# [Teks Bacaan]
Ada pula beberapa persoalan yeng menjadi perhatian kita dan patut
diperbincangkan terkait rendahnya budaya membaca dan menulis di Indonesia yaitu
adanya daya beli masyarakat yang rendah terhadap buku. Hal ini disebabkan
karena mahalnya harga buku-buku bacaan. Selain itu, karena keadaan ekonomi atau
masalah perekonomian yang menjadi faktor pemicu sehingga masyarakat sulit
mengeluarkan uang untuk memeli buku-buku bacaan. Jangankan untuk membeli
buku-buku bacaan, untuk membeli kebutuhan sehari-hari pun terasa sulit.
Dari kenyataan yang ada dalam masyarakat tentang budaya literasi, maka perlu
diadakannya upaya-upaya untuk menumbuhkan serta membangun budaya literasi dalam
masyarakat yang telah tergeser oleh adanya tekhnologi informasi atau
media-media elektronik. Sebelum menumbuhkan budaya literasi atau budaya baca
tulis dalam masyarakat, masyarakat harus benar-benar memahami terlebih dahulu
tentang kebudayaan baca tulis sehingga dapat menimbulkan kesadaran dalam
masyarakat tentang arti pentingnya kebudayaan baca tulis bagi kehidupan maupun
bagi suatu negara. Budaya literasi hendaknya dapat ditumbuhkan sejak dini.

# [Soal dan Tugas]
1. Menurut teks bacaan, sejak kapan budaya literasi hendaknya ditumbuhkan?
2. Terjemahkan kalimat dari teks bacaan ini ke dalam bahasa Inggris: "Jangankan untuk membeli buku-buku bacaan, untuk membeli kebutuhan sehari-hari pun terasa sulit."
3. Tulis kembali bagian teks bacaan dari "Ada pula beberapa" hingga "pun terasa sulit.", dengan menukar "buku-buku bacaan" menjadi "majalah".
Kerjakan dengan berpegang pada teks bacaan saja.

# [Bagian Data]
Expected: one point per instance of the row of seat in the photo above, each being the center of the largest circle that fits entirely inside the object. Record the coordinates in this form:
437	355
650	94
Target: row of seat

# [Kunci Jawaban]
1. Sejak dini.

2. Let alone buying reading books, even buying daily necessities feels difficult.

3.
Ada pula beberapa persoalan yeng menjadi perhatian kita dan patut
diperbincangkan terkait rendahnya budaya membaca dan menulis di Indonesia yaitu
adanya daya beli masyarakat yang rendah terhadap buku. Hal ini disebabkan
karena mahalnya harga majalah. Selain itu, karena keadaan ekonomi atau
masalah perekonomian yang menjadi faktor pemicu sehingga masyarakat sulit
mengeluarkan uang untuk memeli majalah. Jangankan untuk membeli
majalah, untuk membeli kebutuhan sehari-hari pun terasa sulit.